- **SOURCE DATA**:
·····
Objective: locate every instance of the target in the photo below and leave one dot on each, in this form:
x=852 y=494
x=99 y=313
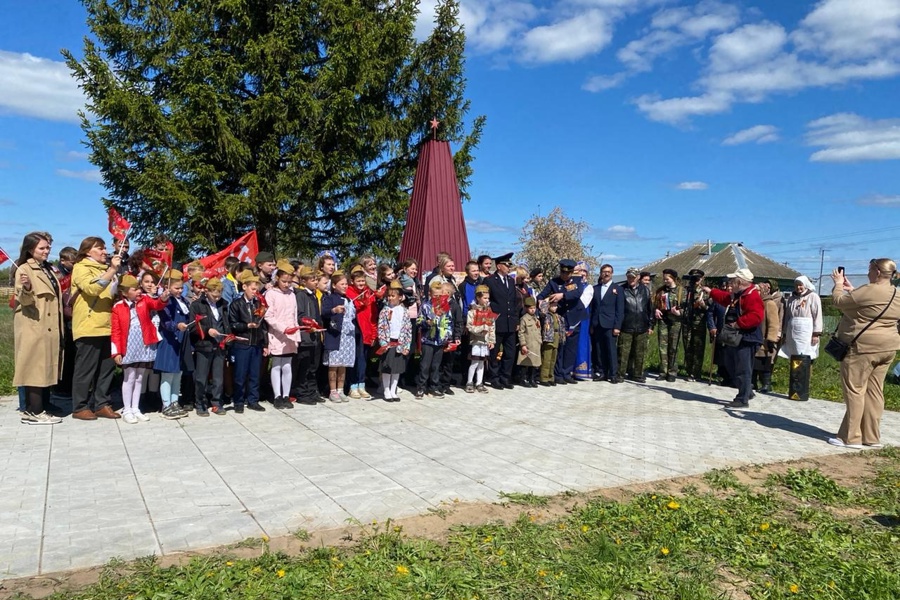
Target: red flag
x=244 y=248
x=118 y=226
·····
- **TRY IT**:
Before you return the listing, strip out its pictures; all else must match exactly.

- **SOLUTION TO THIS EXERCISE**:
Objective: locate every instance of the target in the photo below and leave one dot on each, in this form:
x=852 y=494
x=99 y=313
Target: red flag
x=244 y=248
x=118 y=226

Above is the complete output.